__Recorded information__:
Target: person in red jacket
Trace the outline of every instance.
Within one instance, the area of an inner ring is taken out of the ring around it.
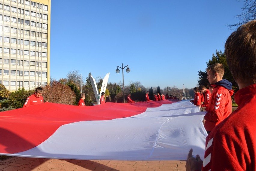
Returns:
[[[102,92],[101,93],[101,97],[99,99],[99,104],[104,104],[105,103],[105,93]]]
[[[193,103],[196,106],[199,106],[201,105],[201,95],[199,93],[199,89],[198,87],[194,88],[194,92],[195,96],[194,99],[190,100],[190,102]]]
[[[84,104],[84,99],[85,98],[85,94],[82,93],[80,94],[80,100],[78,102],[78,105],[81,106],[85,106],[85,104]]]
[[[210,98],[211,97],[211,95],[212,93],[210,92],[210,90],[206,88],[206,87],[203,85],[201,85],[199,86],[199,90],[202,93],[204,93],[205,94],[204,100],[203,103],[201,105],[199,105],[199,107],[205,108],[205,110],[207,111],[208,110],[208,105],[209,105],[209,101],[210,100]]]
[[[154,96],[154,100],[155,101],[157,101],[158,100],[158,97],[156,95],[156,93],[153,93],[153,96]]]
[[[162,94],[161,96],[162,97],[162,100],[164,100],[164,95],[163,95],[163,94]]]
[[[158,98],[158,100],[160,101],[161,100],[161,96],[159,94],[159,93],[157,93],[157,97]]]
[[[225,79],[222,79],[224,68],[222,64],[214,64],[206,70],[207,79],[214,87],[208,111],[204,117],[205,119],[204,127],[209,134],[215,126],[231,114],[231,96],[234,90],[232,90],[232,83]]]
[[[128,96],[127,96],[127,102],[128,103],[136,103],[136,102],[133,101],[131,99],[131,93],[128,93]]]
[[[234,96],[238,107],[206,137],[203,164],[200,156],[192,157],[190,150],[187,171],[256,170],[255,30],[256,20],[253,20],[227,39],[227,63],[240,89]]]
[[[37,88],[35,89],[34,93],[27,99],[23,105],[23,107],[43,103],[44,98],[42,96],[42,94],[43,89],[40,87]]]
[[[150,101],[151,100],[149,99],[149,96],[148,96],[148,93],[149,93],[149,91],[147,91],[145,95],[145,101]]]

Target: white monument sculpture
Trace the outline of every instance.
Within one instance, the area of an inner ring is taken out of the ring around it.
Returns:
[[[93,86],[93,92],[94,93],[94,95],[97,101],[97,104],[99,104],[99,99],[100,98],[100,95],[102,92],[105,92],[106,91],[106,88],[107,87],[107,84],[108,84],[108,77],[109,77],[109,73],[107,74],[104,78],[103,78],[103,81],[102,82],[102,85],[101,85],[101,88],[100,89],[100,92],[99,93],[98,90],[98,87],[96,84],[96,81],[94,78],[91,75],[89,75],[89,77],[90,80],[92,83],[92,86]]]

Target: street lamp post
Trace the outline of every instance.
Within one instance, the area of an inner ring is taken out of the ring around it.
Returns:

__Your instructions__: Copy the lines of the material into a numbered list, starting with the line that contains "Target: street lamp post" and going on through the last line of the material. Leave out any blank lines.

__Solution__:
1. Target: street lamp post
2. Trace the outline of every instance.
3. Within one instance, the area of an inner ring is taken out of the ring around it.
4. Returns:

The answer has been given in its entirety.